— START OF RECORDS FOR THE EXERCISE —

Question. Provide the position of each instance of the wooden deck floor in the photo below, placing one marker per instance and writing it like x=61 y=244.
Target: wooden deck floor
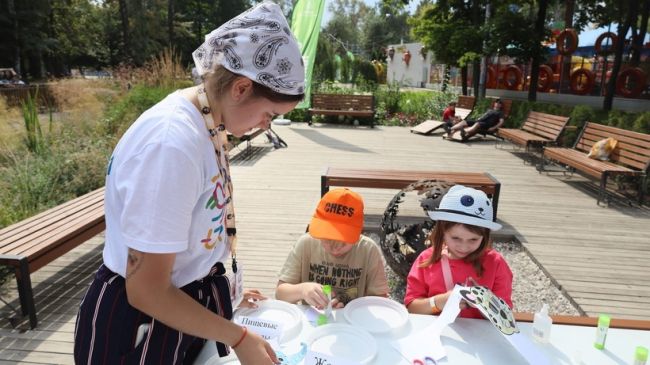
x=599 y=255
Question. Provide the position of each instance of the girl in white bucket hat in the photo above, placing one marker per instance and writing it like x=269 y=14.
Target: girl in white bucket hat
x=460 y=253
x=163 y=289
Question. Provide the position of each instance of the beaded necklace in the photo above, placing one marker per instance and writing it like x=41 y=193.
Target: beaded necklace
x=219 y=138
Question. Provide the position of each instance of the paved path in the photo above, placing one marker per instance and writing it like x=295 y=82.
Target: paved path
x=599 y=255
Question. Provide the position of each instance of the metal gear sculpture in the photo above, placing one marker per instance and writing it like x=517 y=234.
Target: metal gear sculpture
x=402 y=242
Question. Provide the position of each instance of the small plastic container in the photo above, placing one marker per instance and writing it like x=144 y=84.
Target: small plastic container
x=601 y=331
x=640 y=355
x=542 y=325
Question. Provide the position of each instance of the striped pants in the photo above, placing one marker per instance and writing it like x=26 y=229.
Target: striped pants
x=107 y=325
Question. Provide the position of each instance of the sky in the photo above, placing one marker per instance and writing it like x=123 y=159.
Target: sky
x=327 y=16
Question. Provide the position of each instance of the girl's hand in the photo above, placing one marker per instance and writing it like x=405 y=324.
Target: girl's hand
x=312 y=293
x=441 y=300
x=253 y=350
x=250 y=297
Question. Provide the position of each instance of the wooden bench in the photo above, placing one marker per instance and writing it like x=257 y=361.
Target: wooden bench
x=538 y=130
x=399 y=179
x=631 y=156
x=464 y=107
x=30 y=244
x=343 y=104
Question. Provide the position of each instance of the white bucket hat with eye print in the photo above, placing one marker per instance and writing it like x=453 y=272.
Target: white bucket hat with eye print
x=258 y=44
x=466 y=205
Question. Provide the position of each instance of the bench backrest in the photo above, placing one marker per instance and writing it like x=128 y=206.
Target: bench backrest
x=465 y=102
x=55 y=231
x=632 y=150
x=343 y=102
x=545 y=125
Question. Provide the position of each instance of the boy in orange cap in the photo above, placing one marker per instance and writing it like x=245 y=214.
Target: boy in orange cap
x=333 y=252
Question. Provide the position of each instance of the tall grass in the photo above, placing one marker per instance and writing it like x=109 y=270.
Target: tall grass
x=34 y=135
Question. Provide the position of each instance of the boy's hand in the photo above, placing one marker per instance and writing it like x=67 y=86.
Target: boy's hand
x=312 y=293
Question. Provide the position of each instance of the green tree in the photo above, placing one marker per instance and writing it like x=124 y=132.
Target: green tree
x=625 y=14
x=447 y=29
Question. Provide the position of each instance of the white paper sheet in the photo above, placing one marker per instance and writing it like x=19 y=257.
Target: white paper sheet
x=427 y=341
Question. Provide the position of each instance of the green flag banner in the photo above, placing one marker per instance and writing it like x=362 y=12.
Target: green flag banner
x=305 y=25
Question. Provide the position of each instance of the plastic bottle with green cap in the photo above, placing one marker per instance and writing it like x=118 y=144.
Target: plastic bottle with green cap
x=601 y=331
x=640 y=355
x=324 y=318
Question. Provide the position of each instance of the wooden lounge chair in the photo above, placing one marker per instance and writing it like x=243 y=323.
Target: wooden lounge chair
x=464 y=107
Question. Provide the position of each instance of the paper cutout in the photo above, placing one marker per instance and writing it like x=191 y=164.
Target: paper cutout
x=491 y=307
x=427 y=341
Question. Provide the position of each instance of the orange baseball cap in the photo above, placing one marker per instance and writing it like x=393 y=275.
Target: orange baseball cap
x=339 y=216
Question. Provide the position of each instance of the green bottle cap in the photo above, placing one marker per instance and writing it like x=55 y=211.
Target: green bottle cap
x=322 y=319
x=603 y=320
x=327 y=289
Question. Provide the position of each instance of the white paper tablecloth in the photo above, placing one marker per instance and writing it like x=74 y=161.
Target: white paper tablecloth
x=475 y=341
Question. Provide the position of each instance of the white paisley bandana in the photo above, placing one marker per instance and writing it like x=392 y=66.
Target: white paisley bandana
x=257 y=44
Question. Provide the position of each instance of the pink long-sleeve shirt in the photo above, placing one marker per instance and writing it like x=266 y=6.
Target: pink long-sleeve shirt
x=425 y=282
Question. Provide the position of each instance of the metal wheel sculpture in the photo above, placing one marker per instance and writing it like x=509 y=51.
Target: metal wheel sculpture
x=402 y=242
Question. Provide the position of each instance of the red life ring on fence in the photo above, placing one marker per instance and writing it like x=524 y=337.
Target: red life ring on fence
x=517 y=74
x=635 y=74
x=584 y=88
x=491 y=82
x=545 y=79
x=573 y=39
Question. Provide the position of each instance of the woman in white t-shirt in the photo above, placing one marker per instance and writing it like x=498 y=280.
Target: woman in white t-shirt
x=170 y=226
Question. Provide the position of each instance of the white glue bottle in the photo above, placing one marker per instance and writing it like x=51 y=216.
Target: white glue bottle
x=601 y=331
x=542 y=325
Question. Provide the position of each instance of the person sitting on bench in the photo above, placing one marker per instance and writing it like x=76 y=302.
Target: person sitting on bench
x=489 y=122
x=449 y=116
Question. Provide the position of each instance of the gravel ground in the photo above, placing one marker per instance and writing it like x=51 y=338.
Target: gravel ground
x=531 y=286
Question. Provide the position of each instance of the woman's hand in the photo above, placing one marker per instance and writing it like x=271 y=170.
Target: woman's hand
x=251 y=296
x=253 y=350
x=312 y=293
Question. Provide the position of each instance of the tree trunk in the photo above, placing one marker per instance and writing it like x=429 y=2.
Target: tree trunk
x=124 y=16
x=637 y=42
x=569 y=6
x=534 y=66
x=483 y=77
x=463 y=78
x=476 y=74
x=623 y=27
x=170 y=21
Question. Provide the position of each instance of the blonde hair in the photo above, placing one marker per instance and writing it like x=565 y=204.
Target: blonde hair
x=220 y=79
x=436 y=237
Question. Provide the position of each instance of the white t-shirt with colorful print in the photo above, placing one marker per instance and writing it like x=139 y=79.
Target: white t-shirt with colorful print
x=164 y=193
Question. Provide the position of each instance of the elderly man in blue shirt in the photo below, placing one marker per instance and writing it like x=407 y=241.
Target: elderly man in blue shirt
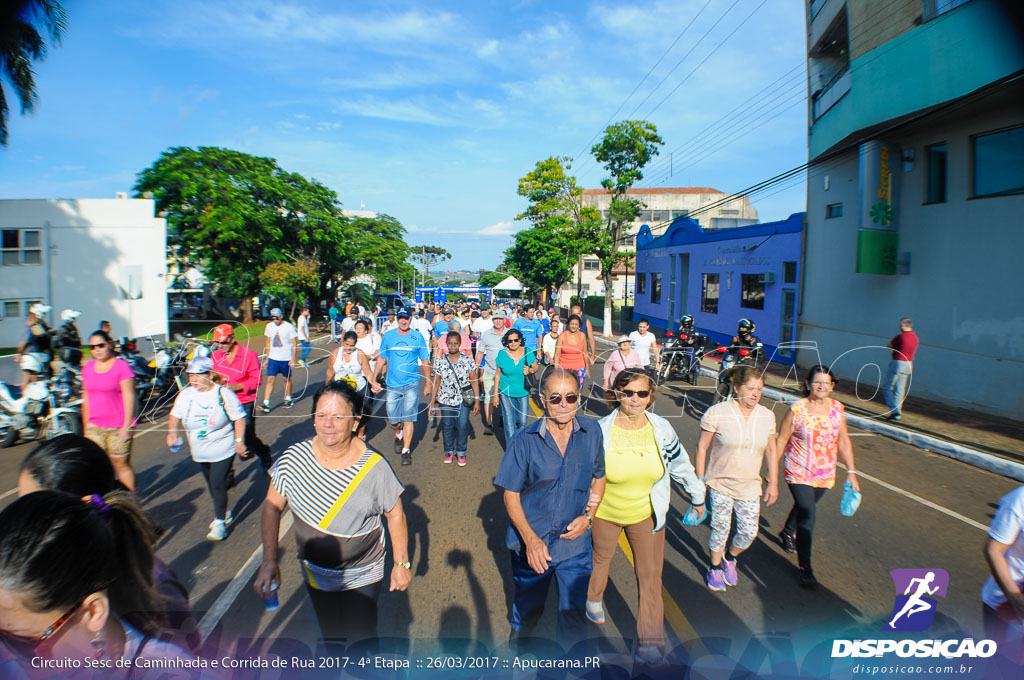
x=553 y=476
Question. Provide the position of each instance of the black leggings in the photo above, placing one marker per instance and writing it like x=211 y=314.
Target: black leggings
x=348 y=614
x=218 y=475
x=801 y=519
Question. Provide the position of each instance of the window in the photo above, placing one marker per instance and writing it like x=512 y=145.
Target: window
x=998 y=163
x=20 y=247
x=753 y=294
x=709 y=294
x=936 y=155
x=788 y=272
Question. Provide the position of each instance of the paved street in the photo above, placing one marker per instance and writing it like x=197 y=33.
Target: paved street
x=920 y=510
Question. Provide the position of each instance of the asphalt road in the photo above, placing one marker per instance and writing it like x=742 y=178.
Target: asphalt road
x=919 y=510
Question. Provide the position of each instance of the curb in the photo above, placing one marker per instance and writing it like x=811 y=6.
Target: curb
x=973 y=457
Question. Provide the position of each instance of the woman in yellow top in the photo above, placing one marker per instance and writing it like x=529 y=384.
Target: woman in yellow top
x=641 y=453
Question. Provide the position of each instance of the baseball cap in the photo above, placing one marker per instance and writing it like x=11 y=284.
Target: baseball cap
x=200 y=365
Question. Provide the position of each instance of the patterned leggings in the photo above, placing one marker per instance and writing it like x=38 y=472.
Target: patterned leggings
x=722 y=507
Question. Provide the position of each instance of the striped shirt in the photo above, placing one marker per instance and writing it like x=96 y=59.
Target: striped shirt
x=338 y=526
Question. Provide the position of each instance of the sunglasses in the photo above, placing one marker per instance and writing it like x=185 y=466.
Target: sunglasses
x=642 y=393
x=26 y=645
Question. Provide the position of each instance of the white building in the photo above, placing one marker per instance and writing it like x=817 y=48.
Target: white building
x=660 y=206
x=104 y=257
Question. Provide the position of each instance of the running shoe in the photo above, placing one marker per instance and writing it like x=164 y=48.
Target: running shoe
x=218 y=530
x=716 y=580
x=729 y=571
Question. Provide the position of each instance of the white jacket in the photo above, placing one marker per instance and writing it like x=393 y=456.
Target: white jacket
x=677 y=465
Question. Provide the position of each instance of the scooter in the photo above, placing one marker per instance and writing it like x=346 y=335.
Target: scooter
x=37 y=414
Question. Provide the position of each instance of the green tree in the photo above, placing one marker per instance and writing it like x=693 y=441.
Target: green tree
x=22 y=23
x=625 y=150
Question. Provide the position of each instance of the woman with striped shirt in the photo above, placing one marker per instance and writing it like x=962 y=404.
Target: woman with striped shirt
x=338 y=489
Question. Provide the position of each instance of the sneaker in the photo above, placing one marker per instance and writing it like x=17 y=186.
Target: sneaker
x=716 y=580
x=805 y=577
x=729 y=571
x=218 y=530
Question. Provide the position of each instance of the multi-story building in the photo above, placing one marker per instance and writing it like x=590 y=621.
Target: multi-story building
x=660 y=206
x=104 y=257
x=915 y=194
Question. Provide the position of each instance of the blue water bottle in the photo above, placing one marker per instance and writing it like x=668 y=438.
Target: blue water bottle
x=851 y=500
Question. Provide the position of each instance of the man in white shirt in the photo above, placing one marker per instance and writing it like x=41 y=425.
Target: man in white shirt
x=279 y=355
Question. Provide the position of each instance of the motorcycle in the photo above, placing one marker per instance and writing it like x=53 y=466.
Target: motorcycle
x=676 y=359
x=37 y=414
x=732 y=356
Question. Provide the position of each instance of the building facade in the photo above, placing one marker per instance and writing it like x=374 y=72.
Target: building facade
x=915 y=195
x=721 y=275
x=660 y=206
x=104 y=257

— END OF RECORDS FOR THE EXERCISE —

Please render everything in the records above from the line containing "like x=19 y=257." down to the line containing "x=339 y=216", both lines included, as a JSON list of strings with one string per line and blank lines left out.

[
  "Question. Provide the position of each instance of the white paper sheet in the photo above, placing one marker per instance and writing it like x=19 y=257.",
  "Target: white paper sheet",
  "x=427 y=341",
  "Question. Provide the position of each instance of the green flag banner in the photo above, placing one marker per instance and writing it like x=362 y=12.",
  "Target: green flag banner",
  "x=305 y=25",
  "Question. Provide the position of each instance of the plastic bottle with green cap in the photo above, placing one marker per instance and writing it like x=118 y=144.",
  "Target: plastic bottle with green cap",
  "x=601 y=331",
  "x=640 y=355",
  "x=324 y=318",
  "Question. Provide the position of each instance of the wooden lounge chair in the photo above, placing one marker per instance and writing it like x=243 y=323.",
  "Target: wooden lounge chair",
  "x=464 y=107",
  "Question. Provide the position of each instance of the paper cutout in the photo above, placing one marker per instance and writing it like x=191 y=164.",
  "Target: paper cutout",
  "x=491 y=307",
  "x=427 y=341",
  "Question. Provide the position of each instance of the orange baseball cap in the photo above, placing one marker per instance and writing it like x=393 y=275.",
  "Target: orange baseball cap",
  "x=339 y=216"
]